Source records
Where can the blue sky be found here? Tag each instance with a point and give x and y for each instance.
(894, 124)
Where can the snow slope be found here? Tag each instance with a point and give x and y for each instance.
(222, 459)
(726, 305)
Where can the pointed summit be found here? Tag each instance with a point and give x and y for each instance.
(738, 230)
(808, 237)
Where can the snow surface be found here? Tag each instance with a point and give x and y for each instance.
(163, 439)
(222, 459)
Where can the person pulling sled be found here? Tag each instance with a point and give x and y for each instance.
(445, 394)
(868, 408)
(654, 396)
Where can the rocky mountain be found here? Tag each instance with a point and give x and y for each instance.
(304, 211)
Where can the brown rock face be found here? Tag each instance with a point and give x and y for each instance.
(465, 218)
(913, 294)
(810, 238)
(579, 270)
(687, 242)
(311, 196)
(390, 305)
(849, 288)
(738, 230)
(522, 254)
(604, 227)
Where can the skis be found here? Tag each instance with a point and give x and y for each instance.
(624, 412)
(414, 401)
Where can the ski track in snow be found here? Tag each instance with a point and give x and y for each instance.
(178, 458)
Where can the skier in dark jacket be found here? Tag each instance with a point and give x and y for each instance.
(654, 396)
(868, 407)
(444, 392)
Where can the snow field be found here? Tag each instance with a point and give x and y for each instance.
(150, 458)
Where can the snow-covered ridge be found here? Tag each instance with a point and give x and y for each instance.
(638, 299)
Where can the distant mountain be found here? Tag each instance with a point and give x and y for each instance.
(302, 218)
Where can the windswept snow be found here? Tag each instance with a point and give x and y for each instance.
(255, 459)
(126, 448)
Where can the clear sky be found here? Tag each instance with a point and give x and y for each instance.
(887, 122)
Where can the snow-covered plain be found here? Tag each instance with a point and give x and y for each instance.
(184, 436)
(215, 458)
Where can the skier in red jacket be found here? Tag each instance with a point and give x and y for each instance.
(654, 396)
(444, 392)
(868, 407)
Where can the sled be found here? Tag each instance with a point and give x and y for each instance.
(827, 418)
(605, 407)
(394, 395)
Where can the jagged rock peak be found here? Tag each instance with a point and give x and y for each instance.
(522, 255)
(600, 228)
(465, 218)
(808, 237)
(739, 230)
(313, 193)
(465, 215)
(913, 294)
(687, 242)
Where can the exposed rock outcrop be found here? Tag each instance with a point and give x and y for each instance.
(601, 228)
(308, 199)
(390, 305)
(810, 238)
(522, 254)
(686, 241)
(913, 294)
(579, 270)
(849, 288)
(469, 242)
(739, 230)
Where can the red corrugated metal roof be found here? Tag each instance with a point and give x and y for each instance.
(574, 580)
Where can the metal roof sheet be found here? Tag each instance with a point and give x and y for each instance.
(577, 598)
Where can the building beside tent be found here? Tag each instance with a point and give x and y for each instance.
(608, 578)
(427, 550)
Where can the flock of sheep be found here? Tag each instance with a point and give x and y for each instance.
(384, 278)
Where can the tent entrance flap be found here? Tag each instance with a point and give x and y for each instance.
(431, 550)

> **WORK TO BE COMPLETED**
Retype each record exactly, leaving nothing out.

> **YOUR SOLUTION**
Where can the blue sky be found here? Tag each instance with a point and give x and y for each instance.
(894, 124)
Where can the snow slope be found here? Tag each instance with a point and give x and y for each instance.
(222, 459)
(726, 305)
Where can the pointed summit be found here? Tag each instance with a point and give x and y for each instance.
(738, 230)
(808, 237)
Where can the snow surface be found here? Tag each instance with a point and give x and y for each instance.
(163, 439)
(222, 459)
Where can the person pulling sled be found here? Tag each instance with a point and give x and y for each instance.
(445, 394)
(868, 408)
(654, 396)
Where can the rocky mountain be found here? Tag each instance with a point and give x and y for each instance.
(304, 211)
Where can the brown rock face be found here? Tag each instance with a point and give x and y for each instance.
(465, 218)
(913, 294)
(810, 238)
(579, 270)
(687, 242)
(311, 196)
(390, 305)
(849, 288)
(738, 230)
(522, 254)
(604, 227)
Where can the skis be found here? Tag each instance with a point and give x and y for each instance.
(624, 412)
(414, 401)
Where can the ski track in snow be found here? Tag each instance with a point and give x and y for each instance.
(178, 458)
Where can the skier in dark jacket be found here? Tag each instance with a point and give x and y for each instance.
(654, 396)
(868, 407)
(444, 392)
Where can the snow field be found here? Tag each instance with a point and give x and y for each instance.
(150, 458)
Where can the snow-covered ridge be found here? Tag each instance with a point and give x and y for each instance.
(638, 299)
Where can the distant mountain be found here? Tag each instance with a point and give x and y for each instance.
(302, 218)
Where can the windswept snow be found here? Tag each instance with a point and give x and y for each instance.
(255, 459)
(126, 448)
Where can the clear sky be found here? Tag each instance with a point and give x and y for each instance.
(887, 122)
Where can the snow-covered plain be found here? Tag each instance with a point and give x and y for each instance.
(184, 436)
(215, 458)
Where can the skier in red jacket be found here? Tag each instance with a point and give x and y for each instance.
(654, 396)
(444, 392)
(868, 407)
Where can the sled be found here? Tag each instance with a point and give x and y for each instance.
(827, 418)
(605, 407)
(394, 395)
Where can the jagged rock peak be found here? Tag each instance with a point and give x and y for each instance.
(522, 255)
(600, 228)
(465, 218)
(808, 237)
(739, 230)
(313, 193)
(465, 215)
(913, 294)
(687, 242)
Where can the exposed rock outcrop be found here? Tag each instance with a point and give x and y for each instance.
(601, 228)
(308, 199)
(390, 305)
(810, 238)
(522, 254)
(686, 241)
(913, 294)
(579, 270)
(849, 288)
(469, 242)
(739, 230)
Where can the red corrugated metal roof be found here? Tag each instance with a point and give x and y for each instance.
(574, 580)
Where can the metal roof sheet be found here? Tag each instance with a point and give x and y for each instance.
(577, 598)
Where can the building beside tent be found here? Tag each instance with a point and give x and y for each instance.
(608, 578)
(427, 550)
Where can the flock of sheep be found here? Tag each instance with a point and give x and y for each instance.
(384, 278)
Where can the tent entrance flap be found here? Tag each instance with a point and give x and y for each instance.
(431, 550)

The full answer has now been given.